◆ Exercise goal
Scan the records for the line containing "One keypoint belongs on each instance. Indicate the weathered"; extract it and all later lines, verbatim, through the end, and nothing before it.

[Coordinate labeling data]

- - -

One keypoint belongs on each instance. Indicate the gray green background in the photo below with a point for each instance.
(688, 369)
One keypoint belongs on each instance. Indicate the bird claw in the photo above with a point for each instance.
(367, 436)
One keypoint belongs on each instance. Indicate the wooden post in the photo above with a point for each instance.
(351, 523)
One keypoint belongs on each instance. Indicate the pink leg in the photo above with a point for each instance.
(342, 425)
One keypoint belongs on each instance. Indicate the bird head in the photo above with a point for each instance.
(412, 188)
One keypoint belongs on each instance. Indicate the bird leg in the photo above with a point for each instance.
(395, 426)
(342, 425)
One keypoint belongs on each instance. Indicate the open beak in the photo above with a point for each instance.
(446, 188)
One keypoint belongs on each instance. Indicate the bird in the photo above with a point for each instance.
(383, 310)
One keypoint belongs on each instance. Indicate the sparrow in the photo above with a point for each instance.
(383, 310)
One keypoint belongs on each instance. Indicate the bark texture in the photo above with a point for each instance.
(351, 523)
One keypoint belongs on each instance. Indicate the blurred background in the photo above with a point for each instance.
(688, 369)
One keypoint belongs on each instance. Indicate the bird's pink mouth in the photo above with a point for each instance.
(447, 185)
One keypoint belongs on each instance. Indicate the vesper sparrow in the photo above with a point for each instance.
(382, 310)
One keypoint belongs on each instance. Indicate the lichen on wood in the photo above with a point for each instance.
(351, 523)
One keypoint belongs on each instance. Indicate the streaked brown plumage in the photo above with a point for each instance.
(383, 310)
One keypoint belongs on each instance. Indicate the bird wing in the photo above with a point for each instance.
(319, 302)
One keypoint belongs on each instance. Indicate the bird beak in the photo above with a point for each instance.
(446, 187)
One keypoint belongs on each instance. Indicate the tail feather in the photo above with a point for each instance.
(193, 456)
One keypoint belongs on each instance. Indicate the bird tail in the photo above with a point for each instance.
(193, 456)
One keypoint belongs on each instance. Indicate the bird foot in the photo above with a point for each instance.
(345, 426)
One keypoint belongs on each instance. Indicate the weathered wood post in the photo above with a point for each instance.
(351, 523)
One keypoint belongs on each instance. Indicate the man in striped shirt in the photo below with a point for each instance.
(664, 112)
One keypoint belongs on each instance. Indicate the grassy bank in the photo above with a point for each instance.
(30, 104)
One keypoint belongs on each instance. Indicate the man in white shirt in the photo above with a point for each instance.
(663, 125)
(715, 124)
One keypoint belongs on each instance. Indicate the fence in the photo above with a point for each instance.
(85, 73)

- - -

◆ Worked answer
One keypoint belongs on each instance. Indicate the weathered wood post in the photo above with a point for each instance.
(351, 523)
One keypoint belongs on each instance. Indicate the man in striped shirt in the photo below with a point for each instance.
(664, 112)
One keypoint belongs on each instance. Indicate the grassy bank in the photo above with a point for each instance.
(30, 104)
One keypoint belongs on each instance. Indicate the man in white shirt in the photo above with a point for each instance.
(663, 125)
(715, 124)
One keypoint belongs on each instance. Indicate the fence in the photo above with a point for each instance.
(85, 73)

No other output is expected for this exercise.